■ **WHAT NEEDS TO BE DONE**:
Copy every line of the listing below from the one containing "Would you please place a dot on the dirt" down to the one containing "point(455, 361)", both included, with the requests and nothing else. Multiply each coordinate in the answer points by 0.6 and round to whole numbers, halves up, leaving the numbers in the requests and their sample points as they are.

■ **WORKING DATA**:
^^^^

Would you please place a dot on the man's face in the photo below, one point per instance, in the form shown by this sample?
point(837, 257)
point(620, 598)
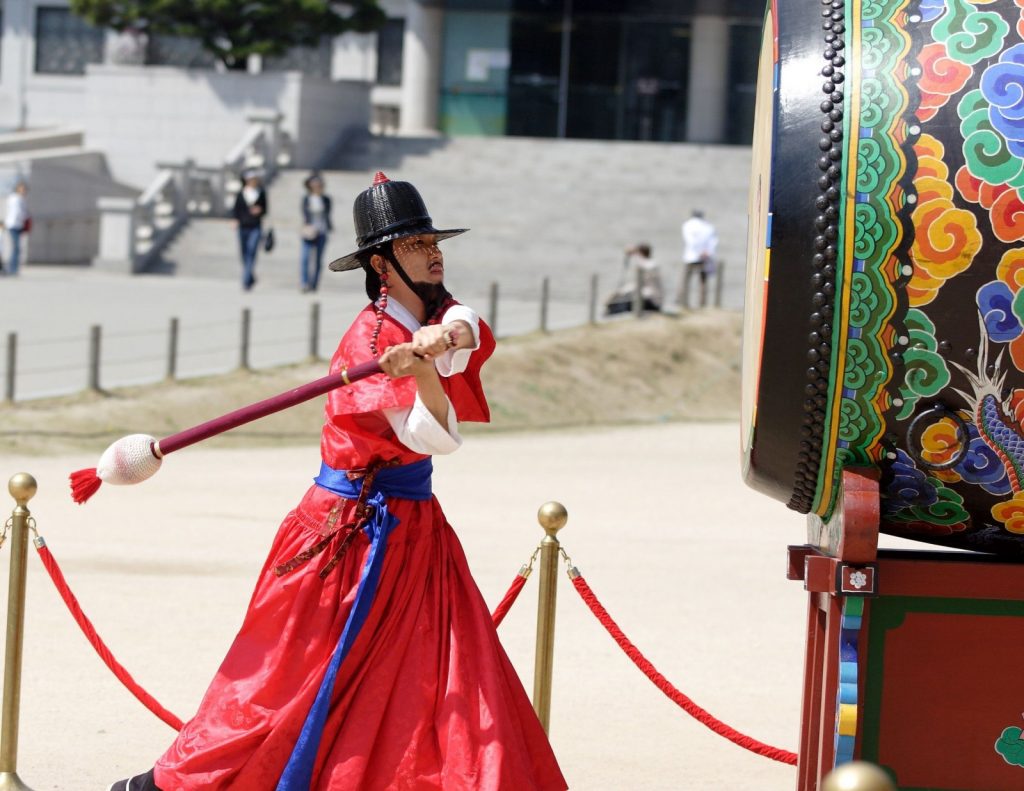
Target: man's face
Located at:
point(421, 258)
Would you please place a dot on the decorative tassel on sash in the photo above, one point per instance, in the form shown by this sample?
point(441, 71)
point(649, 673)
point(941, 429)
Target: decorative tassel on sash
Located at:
point(411, 482)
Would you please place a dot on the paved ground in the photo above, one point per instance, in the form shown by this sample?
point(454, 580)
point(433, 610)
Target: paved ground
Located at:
point(687, 559)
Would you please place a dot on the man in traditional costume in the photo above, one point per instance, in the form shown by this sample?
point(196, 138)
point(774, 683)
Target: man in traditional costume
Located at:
point(368, 658)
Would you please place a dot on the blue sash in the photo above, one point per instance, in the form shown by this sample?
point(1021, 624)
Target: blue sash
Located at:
point(411, 482)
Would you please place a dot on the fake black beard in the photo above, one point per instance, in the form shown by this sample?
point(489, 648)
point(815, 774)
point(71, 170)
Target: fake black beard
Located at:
point(432, 295)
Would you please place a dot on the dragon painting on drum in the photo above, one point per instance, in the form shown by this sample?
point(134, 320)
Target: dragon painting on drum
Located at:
point(885, 300)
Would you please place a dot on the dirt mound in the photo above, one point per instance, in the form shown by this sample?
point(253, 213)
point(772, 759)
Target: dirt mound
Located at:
point(660, 368)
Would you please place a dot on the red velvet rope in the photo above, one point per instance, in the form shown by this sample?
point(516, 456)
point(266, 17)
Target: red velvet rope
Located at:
point(663, 683)
point(104, 654)
point(506, 604)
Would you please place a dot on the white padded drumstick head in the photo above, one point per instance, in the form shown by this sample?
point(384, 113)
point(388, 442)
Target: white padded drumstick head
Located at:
point(129, 460)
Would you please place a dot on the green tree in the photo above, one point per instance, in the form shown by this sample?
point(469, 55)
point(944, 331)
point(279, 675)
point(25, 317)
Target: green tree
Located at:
point(232, 30)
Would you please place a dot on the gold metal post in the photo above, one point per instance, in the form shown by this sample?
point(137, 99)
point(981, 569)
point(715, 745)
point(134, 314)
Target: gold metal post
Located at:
point(552, 516)
point(23, 489)
point(858, 776)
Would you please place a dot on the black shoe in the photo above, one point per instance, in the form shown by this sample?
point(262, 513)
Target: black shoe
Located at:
point(137, 783)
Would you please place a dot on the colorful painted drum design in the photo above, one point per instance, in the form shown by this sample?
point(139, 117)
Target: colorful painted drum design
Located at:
point(885, 303)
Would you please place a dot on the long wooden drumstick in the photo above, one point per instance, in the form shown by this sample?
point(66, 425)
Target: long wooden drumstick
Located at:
point(134, 458)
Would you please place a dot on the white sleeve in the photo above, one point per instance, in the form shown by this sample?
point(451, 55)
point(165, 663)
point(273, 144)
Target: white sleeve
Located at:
point(418, 430)
point(455, 361)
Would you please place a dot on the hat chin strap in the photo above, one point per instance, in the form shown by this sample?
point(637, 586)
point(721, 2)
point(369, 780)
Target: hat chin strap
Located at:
point(432, 301)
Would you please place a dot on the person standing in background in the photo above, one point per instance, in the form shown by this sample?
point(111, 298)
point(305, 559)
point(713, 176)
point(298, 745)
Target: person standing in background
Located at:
point(315, 225)
point(16, 221)
point(250, 208)
point(699, 246)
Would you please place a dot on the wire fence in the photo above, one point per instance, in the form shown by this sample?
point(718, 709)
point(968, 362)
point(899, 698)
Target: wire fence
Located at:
point(99, 359)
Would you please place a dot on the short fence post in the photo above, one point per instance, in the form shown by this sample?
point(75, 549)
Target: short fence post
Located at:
point(246, 331)
point(23, 488)
point(314, 331)
point(493, 308)
point(638, 294)
point(858, 776)
point(8, 391)
point(684, 288)
point(172, 349)
point(545, 295)
point(95, 338)
point(552, 516)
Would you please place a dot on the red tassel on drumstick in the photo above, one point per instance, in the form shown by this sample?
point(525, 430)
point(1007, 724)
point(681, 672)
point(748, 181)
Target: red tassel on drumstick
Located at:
point(134, 458)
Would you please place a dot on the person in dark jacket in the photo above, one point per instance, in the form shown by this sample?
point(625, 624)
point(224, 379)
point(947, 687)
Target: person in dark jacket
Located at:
point(315, 226)
point(250, 208)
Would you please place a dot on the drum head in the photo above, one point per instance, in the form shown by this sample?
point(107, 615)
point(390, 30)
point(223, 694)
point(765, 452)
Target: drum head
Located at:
point(885, 301)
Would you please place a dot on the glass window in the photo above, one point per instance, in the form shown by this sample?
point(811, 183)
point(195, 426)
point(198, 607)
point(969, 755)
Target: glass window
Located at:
point(65, 43)
point(389, 46)
point(744, 47)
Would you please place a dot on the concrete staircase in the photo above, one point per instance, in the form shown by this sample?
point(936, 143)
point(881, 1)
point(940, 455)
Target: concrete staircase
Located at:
point(537, 207)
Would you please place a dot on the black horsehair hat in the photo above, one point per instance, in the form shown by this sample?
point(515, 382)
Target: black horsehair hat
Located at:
point(385, 211)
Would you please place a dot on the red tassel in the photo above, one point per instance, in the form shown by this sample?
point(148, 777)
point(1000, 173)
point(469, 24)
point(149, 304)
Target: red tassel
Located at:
point(84, 484)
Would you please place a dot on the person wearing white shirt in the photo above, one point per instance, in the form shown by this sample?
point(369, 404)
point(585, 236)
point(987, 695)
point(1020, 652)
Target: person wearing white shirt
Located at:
point(15, 220)
point(699, 246)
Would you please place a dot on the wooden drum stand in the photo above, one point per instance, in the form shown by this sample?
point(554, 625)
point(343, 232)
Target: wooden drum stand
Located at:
point(911, 656)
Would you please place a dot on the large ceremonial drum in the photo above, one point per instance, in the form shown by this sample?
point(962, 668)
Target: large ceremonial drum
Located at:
point(885, 301)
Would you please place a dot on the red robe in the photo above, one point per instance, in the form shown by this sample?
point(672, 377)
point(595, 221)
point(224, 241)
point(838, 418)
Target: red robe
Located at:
point(426, 698)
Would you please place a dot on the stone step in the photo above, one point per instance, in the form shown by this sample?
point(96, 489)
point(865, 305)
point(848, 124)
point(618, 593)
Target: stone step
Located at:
point(537, 208)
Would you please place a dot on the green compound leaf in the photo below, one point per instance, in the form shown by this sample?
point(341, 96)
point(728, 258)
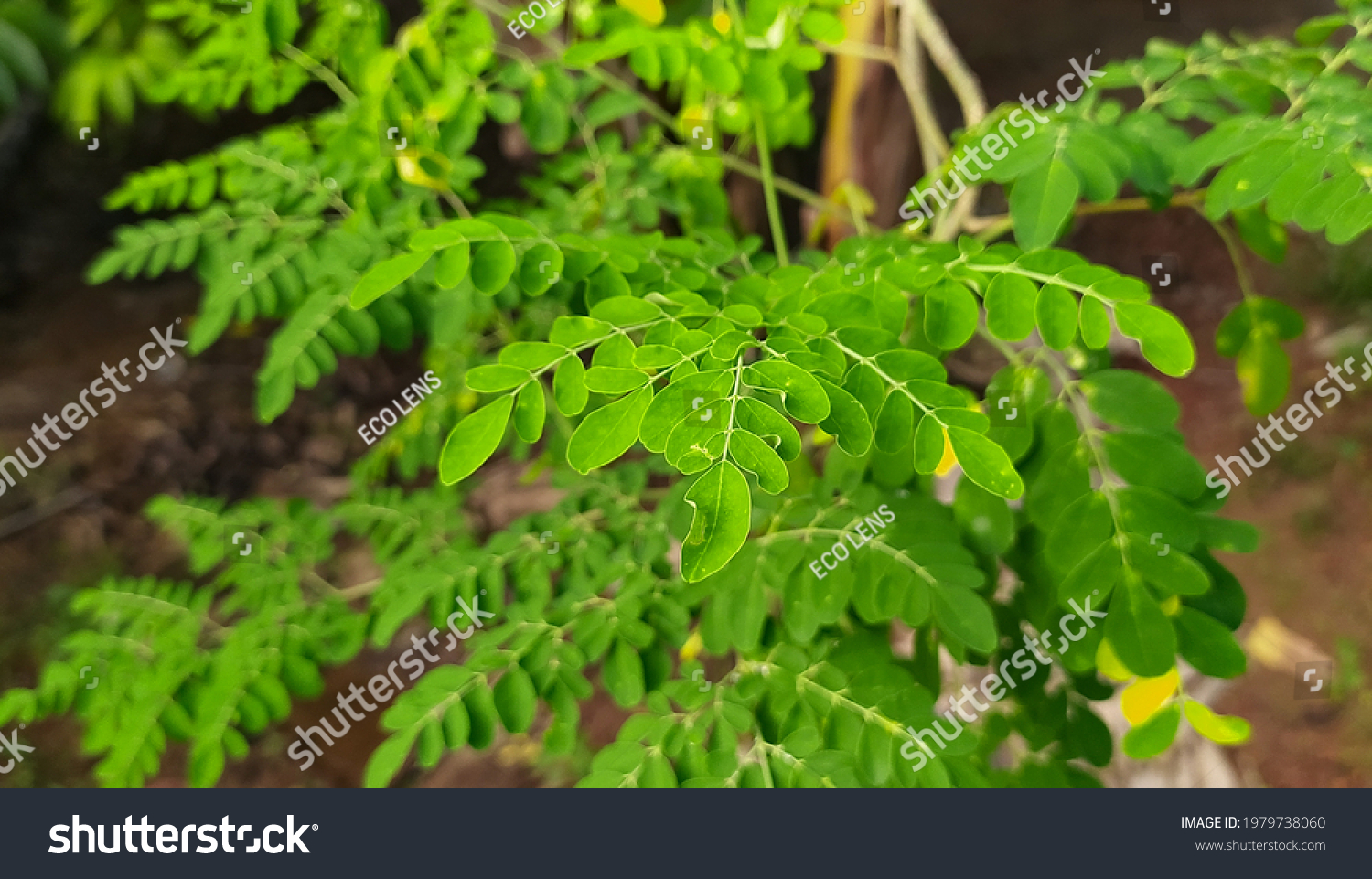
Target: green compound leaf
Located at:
point(724, 511)
point(1056, 312)
point(847, 420)
point(474, 440)
point(493, 263)
point(623, 675)
point(452, 265)
point(1264, 372)
point(1042, 202)
point(1010, 306)
point(754, 454)
point(1130, 400)
point(387, 760)
point(1163, 338)
point(1209, 646)
point(570, 387)
point(496, 378)
point(966, 616)
point(530, 411)
point(801, 394)
point(1139, 631)
point(386, 276)
point(984, 462)
point(1154, 735)
point(949, 316)
point(608, 433)
point(516, 700)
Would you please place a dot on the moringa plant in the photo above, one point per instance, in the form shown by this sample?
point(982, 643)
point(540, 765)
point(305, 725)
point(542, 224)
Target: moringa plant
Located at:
point(724, 413)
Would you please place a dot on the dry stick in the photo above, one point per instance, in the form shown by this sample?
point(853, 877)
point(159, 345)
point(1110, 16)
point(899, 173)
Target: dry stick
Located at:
point(910, 70)
point(944, 54)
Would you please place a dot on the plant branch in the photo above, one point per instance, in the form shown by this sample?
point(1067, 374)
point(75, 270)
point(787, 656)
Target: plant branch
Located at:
point(770, 189)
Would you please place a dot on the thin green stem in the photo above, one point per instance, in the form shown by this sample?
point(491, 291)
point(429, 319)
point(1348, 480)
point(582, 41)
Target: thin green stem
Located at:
point(770, 189)
point(324, 74)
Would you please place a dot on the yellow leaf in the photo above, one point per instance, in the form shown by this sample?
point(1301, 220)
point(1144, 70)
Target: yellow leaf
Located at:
point(1278, 648)
point(949, 459)
point(409, 169)
point(1109, 664)
point(691, 648)
point(1146, 695)
point(650, 11)
point(1218, 728)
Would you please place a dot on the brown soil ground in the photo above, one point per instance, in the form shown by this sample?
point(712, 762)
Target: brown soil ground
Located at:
point(191, 430)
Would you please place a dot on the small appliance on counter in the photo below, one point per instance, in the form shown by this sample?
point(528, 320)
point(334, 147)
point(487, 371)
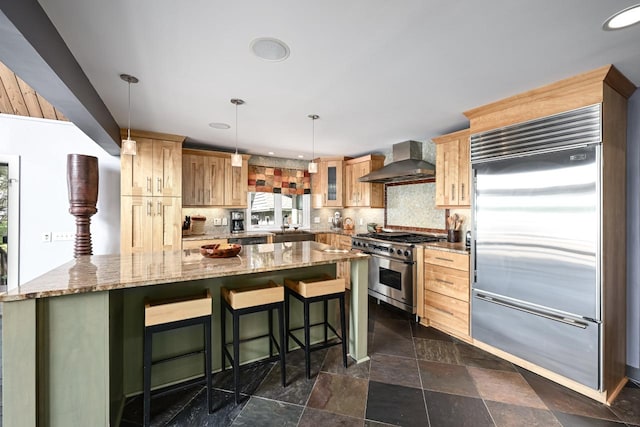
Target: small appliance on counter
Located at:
point(237, 221)
point(197, 224)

^^^^

■ **SOLUTION**:
Would you please place a dot on the dirt mound in the photo above, one point per instance, in the form shown by this sample?
point(253, 213)
point(772, 759)
Target: dirt mound
Located at:
point(396, 221)
Would you please place a dot on the red velvet rope in the photo above, one point per instance, in the form shown by this sample?
point(516, 456)
point(266, 17)
Target: red velvet rope
Located at:
point(398, 410)
point(62, 392)
point(304, 362)
Would you please place a dot on the white padded drumstick head in the photo above, one point per instance, in the form shown by this sample?
point(384, 113)
point(388, 442)
Target: white padded drumstick head
Located at:
point(77, 276)
Would you please place a dot on the green tree in the photo above, one point per instance, in the form shown by this sample?
point(469, 55)
point(944, 331)
point(279, 675)
point(25, 317)
Target: green tree
Located at:
point(139, 18)
Would you please place a dot on the gold metal post in the photo above, one point per instance, in the form shown by this sample?
point(137, 99)
point(981, 569)
point(715, 745)
point(134, 314)
Target: gold metal post
Located at:
point(331, 310)
point(14, 293)
point(515, 466)
Would you please place a dot on the black shoe in the photo above, one point per instance, in the form shown by this sample?
point(262, 513)
Target: black shoe
Located at:
point(82, 470)
Would you please place a dot on the colorful painted drum design in the photo above, one point per instance, in the form shown by this sample?
point(139, 117)
Target: colorful painted drum design
Located at:
point(531, 182)
Would you please place a dot on the long wooden drumstick in the photo above, one point per instance, in the form shown by this sample?
point(66, 425)
Target: long wooden drumstick
Located at:
point(80, 275)
Would you please place a dot on the white sleeve in the photo above, one point per instance, in the form shown by this sample?
point(451, 55)
point(165, 663)
point(273, 144)
Target: white sleeve
Located at:
point(251, 258)
point(273, 217)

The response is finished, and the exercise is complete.